──────── INFORMATION PROVIDED

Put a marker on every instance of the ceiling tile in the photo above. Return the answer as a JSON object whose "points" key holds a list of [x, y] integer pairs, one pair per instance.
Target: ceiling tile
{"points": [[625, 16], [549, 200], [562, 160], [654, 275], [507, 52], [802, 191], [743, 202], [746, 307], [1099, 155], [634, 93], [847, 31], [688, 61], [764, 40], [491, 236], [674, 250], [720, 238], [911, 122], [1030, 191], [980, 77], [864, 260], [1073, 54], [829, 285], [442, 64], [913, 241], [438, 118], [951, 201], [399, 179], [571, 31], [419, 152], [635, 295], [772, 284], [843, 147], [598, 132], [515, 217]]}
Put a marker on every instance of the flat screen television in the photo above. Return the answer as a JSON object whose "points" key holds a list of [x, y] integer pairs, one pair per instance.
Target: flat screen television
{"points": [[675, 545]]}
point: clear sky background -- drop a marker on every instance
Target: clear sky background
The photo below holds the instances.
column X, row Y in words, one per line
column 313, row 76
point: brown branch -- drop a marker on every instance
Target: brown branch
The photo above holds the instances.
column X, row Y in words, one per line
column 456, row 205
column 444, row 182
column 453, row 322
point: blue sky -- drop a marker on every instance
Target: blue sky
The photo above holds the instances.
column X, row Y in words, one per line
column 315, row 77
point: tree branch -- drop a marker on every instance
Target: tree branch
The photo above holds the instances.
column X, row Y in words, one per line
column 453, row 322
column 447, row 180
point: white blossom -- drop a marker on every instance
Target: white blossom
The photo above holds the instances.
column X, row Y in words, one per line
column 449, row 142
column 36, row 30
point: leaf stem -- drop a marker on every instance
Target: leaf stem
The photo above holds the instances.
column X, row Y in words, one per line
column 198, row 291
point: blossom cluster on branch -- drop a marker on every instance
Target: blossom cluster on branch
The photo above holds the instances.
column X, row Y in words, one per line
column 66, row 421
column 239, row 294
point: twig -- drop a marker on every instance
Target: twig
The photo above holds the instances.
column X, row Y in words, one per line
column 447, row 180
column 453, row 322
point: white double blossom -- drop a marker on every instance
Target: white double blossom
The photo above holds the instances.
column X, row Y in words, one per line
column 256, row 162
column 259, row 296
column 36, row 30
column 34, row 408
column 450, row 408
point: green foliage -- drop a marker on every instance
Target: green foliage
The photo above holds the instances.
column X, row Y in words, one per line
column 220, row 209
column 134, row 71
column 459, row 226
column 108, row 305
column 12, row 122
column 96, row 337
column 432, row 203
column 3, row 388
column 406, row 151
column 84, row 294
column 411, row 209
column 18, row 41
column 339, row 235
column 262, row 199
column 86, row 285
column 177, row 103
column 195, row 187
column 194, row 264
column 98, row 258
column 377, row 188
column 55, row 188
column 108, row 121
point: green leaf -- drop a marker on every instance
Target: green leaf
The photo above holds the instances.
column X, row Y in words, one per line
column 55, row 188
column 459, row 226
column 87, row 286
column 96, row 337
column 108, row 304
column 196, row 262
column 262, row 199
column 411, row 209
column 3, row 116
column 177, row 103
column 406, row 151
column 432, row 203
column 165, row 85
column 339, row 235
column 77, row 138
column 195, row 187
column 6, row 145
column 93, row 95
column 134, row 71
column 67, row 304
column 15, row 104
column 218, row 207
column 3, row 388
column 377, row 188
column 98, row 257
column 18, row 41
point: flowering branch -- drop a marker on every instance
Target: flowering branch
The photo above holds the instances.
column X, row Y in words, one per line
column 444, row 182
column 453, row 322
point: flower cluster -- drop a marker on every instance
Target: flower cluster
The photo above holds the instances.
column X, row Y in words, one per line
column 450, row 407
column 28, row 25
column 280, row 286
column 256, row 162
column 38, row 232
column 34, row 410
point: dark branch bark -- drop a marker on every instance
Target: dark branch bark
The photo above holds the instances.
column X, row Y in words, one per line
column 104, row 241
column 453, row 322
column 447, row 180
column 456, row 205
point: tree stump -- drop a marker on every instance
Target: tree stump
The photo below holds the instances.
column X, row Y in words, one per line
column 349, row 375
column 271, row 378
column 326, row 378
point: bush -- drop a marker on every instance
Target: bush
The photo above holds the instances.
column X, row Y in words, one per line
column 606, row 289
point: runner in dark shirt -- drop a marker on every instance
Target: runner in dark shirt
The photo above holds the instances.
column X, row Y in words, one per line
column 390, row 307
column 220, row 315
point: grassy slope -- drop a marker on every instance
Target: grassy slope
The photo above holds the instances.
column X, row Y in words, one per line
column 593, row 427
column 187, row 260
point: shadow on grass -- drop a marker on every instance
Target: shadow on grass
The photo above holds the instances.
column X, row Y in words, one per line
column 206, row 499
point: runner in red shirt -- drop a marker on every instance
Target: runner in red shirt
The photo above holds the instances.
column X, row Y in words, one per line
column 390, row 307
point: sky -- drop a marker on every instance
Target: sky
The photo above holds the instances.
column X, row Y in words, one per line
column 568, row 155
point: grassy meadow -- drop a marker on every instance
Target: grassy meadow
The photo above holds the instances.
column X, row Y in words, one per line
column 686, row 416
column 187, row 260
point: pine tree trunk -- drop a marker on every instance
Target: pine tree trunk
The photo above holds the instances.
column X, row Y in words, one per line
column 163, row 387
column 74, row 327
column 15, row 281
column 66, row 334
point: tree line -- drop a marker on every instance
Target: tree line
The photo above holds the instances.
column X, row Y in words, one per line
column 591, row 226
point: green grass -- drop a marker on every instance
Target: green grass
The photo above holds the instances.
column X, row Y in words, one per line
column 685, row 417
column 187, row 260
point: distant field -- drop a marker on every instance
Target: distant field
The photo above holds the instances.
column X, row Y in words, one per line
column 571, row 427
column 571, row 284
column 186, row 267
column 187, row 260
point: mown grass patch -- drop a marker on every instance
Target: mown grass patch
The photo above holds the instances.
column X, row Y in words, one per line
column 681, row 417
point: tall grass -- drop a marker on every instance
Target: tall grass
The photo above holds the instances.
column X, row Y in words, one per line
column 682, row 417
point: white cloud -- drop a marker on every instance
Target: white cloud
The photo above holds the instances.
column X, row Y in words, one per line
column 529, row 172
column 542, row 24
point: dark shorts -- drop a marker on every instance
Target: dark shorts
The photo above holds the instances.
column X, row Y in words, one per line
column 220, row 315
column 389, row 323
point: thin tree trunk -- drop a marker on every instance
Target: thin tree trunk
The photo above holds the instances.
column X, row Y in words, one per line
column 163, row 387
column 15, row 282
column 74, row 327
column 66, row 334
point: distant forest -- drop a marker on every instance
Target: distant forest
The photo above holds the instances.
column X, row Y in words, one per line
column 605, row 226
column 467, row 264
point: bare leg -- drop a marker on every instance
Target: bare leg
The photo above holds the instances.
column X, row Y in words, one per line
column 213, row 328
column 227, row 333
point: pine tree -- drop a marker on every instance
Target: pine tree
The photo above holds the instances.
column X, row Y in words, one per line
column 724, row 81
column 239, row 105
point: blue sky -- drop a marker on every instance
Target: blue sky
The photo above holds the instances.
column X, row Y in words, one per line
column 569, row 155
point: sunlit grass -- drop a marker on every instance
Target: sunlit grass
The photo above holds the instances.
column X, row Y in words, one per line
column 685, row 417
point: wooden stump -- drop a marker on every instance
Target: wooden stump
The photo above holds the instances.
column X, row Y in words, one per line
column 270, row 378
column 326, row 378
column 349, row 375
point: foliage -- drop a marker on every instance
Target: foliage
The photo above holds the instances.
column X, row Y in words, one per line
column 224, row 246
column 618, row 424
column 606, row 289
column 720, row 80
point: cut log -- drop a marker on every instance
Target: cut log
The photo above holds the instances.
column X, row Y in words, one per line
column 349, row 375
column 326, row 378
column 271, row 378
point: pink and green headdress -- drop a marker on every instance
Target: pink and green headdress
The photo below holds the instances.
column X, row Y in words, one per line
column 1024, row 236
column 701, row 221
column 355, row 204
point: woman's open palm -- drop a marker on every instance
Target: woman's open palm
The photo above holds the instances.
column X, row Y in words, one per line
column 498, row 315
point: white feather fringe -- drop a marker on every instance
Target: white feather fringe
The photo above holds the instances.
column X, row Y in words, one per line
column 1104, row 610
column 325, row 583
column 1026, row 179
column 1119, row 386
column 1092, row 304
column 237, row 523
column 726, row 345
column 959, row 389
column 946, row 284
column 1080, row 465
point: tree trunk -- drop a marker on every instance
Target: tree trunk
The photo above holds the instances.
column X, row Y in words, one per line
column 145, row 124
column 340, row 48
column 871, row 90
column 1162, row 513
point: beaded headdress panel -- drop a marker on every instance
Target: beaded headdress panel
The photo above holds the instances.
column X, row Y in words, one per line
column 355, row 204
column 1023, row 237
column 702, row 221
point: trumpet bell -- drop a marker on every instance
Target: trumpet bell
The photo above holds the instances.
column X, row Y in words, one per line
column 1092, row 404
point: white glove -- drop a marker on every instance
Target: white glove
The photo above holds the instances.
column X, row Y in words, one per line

────────────────

Each line of the data that includes "trunk" should be copied.

REPLY TO THE EXERCISE:
point: pine tree trunk -- drop a marker on every instance
Target: pine tree trunk
point: thin tree trunk -- drop a marker on every instance
Target: thin tree trunk
point: tree trunk -- drop a marker on every instance
Target: tree trunk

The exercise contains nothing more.